■ Task statement ■
Below are records to reproduce in full; copy them exactly but keep the pictures out.

■ Data extract ■
<<<<

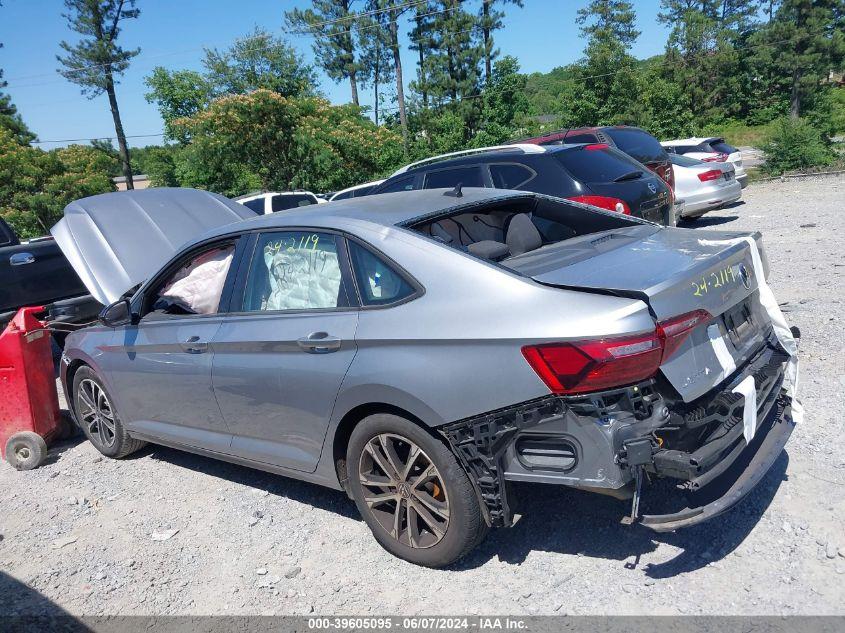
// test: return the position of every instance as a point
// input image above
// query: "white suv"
(711, 149)
(272, 201)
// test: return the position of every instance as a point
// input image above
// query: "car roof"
(484, 157)
(386, 209)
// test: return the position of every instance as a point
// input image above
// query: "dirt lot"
(84, 531)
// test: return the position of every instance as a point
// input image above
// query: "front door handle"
(319, 343)
(19, 259)
(194, 345)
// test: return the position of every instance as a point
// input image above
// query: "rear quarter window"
(597, 165)
(641, 145)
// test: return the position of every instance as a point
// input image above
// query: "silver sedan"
(421, 350)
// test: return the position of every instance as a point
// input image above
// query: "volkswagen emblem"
(745, 276)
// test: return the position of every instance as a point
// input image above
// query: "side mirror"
(117, 314)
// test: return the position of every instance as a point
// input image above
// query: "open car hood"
(115, 241)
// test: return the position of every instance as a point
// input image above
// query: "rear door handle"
(19, 259)
(194, 345)
(319, 343)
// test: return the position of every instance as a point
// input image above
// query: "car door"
(161, 366)
(280, 357)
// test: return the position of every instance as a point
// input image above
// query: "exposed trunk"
(122, 148)
(423, 87)
(795, 97)
(485, 9)
(397, 66)
(353, 83)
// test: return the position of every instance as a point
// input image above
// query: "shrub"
(794, 144)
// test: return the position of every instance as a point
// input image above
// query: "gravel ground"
(165, 532)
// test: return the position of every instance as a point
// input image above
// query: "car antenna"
(456, 192)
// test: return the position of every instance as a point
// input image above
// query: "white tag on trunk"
(748, 389)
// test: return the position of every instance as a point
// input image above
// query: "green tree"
(96, 59)
(259, 60)
(177, 94)
(506, 108)
(491, 19)
(331, 23)
(607, 72)
(263, 140)
(35, 185)
(799, 48)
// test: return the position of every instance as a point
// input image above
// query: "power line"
(96, 138)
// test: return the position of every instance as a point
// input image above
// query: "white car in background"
(356, 192)
(702, 186)
(711, 149)
(272, 201)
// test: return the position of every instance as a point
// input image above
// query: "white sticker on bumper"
(748, 389)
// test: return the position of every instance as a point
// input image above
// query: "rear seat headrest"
(522, 235)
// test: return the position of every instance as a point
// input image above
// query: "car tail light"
(582, 366)
(673, 332)
(713, 174)
(604, 202)
(596, 364)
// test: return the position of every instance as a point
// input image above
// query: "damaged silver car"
(421, 350)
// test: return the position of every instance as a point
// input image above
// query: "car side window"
(448, 178)
(378, 283)
(295, 270)
(400, 184)
(197, 286)
(510, 175)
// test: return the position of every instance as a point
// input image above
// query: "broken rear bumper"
(738, 479)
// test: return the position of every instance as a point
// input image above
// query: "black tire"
(112, 441)
(25, 450)
(464, 523)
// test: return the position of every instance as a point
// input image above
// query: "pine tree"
(96, 59)
(491, 19)
(607, 71)
(331, 23)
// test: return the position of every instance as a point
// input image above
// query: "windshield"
(641, 145)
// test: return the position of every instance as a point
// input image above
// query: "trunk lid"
(114, 241)
(674, 273)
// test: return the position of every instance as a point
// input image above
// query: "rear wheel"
(412, 492)
(98, 418)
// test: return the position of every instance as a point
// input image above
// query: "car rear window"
(291, 201)
(510, 175)
(721, 146)
(641, 145)
(467, 176)
(684, 161)
(597, 165)
(256, 205)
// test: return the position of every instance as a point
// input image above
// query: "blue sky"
(542, 35)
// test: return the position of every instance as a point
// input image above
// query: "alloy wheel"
(96, 412)
(404, 490)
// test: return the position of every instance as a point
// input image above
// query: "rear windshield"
(291, 201)
(721, 146)
(597, 165)
(684, 161)
(641, 145)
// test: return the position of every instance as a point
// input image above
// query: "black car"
(594, 173)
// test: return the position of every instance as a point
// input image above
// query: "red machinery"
(29, 404)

>>>>

■ The answer ■
// test: return the position of every instance as a point
// input image above
// query: "white suv"
(711, 149)
(272, 201)
// test: return the position of every instance as a point
// input image above
// query: "car roof"
(484, 157)
(386, 209)
// test: return the position of every instance as a point
// input image above
// query: "dirt lot"
(84, 531)
// test: return the position of every instance as a point
// input image above
// query: "front door handle"
(319, 343)
(19, 259)
(194, 345)
// test: return the position of every instance as a point
// input image above
// query: "rear quarter window"
(597, 165)
(641, 145)
// test: return the position of every instance as a point
// input image above
// query: "silver sedan"
(421, 350)
// test: return the position of every instance as a point
// input image above
// query: "volkswagen emblem"
(745, 276)
// test: return the position of every instance as a point
// input image above
// query: "side mirror"
(117, 314)
// test: return the position of every instance as a point
// input image above
// query: "open car hood"
(115, 241)
// test: return the position of every instance as a point
// input image above
// query: "rear door handle"
(19, 259)
(194, 345)
(319, 343)
// test: return the position of every instance as a point
// input image above
// query: "car door"
(161, 366)
(280, 357)
// test: return the position of every instance as a point
// input image above
// query: "exposed trunk"
(122, 148)
(423, 87)
(795, 97)
(485, 9)
(397, 66)
(353, 83)
// test: return the position of every instance as a point
// input image above
// query: "shrub"
(794, 144)
// test: return the position of every instance as a point
// input image above
// query: "gravel ground"
(165, 532)
// test: return the position of every instance as a point
// input image above
// query: "car antenna"
(456, 192)
// test: return the position of every instance as a point
// input image above
// query: "white tag on trunk"
(748, 389)
// test: return the position of every instance as a point
// input image above
// query: "green tree"
(96, 59)
(259, 60)
(177, 94)
(506, 108)
(491, 19)
(331, 23)
(607, 72)
(263, 140)
(35, 185)
(799, 48)
// test: return the position of every instance as a point
// input image above
// query: "power line"
(96, 138)
// test: return the position of every instance as a point
// input image above
// query: "white car in background"
(356, 192)
(702, 186)
(711, 149)
(272, 201)
// test: return the position of every instance as a point
// input image above
// query: "white sticker on bumper"
(748, 389)
// test: return the position of every instance as a point
// input image above
// query: "rear seat headrest"
(522, 235)
// test: return the position of every instance as a point
// input image above
// query: "car tail light"
(582, 366)
(673, 332)
(713, 174)
(604, 202)
(596, 364)
// test: return the position of every instance as a point
// input image above
// query: "damaged silver car"
(421, 350)
// test: return the position of every instance as a point
// input image above
// query: "car side window"
(448, 178)
(378, 283)
(295, 270)
(400, 184)
(197, 286)
(510, 175)
// test: return the position of every instance as a point
// input image above
// query: "broken rear bumper"
(738, 479)
// test: return the position of every instance as a point
// input image above
// query: "black tire"
(112, 441)
(25, 450)
(464, 523)
// test: return the position of every instance as a point
// input image above
// query: "pine tree"
(96, 59)
(491, 19)
(607, 71)
(331, 23)
// test: return the position of every instance as a point
// input image above
// query: "windshield"
(641, 145)
// test: return the position of every instance as a point
// input image above
// query: "trunk lid"
(114, 241)
(674, 273)
// test: return the position of every instance as a point
// input image above
// query: "rear wheel"
(412, 492)
(98, 418)
// test: return the position of every instance as a point
// input image above
// query: "car rear window"
(291, 201)
(510, 175)
(721, 146)
(641, 145)
(467, 176)
(684, 161)
(597, 165)
(256, 205)
// test: return the position of every instance as a point
// input image above
// query: "blue sky"
(542, 35)
// test: return the position of every instance as a point
// input image above
// query: "alloy wheel"
(96, 412)
(404, 490)
// test: return the position of every instance as a point
// input image above
// query: "rear windshield"
(291, 201)
(721, 146)
(597, 165)
(684, 161)
(641, 145)
// test: return the position of every instance as a point
// input image above
// query: "black car"
(594, 173)
// test: return the position of every instance as a point
// input image above
// query: "red machinery"
(29, 404)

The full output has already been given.